Rewrite the items from the line containing "Each instance receives one point. Annotate the wooden support" through the line containing "142], [195, 129]]", inclusive, with "support beam" replaced by "support post" and nothing else changed.
= = = =
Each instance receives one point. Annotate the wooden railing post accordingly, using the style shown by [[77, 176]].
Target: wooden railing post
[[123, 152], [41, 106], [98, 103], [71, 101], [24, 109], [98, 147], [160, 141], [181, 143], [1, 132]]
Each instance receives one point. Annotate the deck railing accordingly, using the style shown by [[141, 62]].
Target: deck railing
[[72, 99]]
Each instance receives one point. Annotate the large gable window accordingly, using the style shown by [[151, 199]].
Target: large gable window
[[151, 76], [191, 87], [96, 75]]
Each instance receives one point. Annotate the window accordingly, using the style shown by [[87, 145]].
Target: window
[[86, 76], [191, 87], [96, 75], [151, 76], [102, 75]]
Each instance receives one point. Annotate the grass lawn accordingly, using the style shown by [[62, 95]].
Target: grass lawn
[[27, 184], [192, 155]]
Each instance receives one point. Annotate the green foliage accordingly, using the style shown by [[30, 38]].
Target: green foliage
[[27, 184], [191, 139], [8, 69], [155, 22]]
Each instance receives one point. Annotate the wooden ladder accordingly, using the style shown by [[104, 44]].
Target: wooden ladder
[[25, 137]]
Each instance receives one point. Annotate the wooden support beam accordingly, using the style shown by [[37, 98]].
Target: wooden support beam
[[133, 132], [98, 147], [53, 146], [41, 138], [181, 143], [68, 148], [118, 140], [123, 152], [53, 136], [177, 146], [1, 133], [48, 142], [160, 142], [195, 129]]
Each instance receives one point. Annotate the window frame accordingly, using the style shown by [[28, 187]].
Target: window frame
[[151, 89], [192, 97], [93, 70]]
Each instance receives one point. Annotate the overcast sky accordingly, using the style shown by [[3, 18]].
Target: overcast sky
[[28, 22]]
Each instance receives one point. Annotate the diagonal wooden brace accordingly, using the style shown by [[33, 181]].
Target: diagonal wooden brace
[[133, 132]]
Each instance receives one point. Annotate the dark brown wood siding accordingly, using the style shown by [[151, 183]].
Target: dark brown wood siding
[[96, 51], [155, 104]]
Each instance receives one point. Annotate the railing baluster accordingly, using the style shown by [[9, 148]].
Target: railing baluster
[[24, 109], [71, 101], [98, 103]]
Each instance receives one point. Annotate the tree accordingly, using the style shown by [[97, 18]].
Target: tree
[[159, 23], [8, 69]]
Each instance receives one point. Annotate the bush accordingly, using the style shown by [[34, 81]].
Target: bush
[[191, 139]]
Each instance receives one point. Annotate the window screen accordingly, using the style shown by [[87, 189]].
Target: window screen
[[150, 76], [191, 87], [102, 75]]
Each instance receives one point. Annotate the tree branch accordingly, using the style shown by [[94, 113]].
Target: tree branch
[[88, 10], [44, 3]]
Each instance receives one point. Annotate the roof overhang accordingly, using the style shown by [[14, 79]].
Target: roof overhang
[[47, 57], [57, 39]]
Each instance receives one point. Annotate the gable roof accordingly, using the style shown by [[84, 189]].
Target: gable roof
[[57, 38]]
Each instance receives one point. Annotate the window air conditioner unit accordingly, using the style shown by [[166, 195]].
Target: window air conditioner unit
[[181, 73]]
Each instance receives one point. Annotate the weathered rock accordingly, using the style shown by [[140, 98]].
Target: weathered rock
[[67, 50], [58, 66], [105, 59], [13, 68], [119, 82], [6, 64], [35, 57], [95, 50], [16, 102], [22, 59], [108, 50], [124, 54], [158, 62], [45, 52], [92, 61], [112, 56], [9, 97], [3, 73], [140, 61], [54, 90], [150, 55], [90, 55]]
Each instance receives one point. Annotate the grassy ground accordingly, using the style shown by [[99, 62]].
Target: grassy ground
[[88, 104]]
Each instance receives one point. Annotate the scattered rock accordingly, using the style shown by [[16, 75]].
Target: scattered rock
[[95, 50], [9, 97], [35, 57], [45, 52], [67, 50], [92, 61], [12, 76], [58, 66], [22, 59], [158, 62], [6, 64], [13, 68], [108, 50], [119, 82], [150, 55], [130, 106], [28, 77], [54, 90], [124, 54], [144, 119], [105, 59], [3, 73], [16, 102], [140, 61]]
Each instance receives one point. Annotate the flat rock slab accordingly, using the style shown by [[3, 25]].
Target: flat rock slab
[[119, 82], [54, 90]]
= = = =
## Result of this task
Each instance receives one point. Annotate the wooden support post accordingly, using the style shown by [[37, 98]].
Target: wooden support post
[[133, 132], [98, 147], [53, 146], [41, 138], [181, 143], [68, 148], [118, 140], [123, 152], [53, 136], [177, 146], [1, 133], [48, 142], [160, 142], [195, 129]]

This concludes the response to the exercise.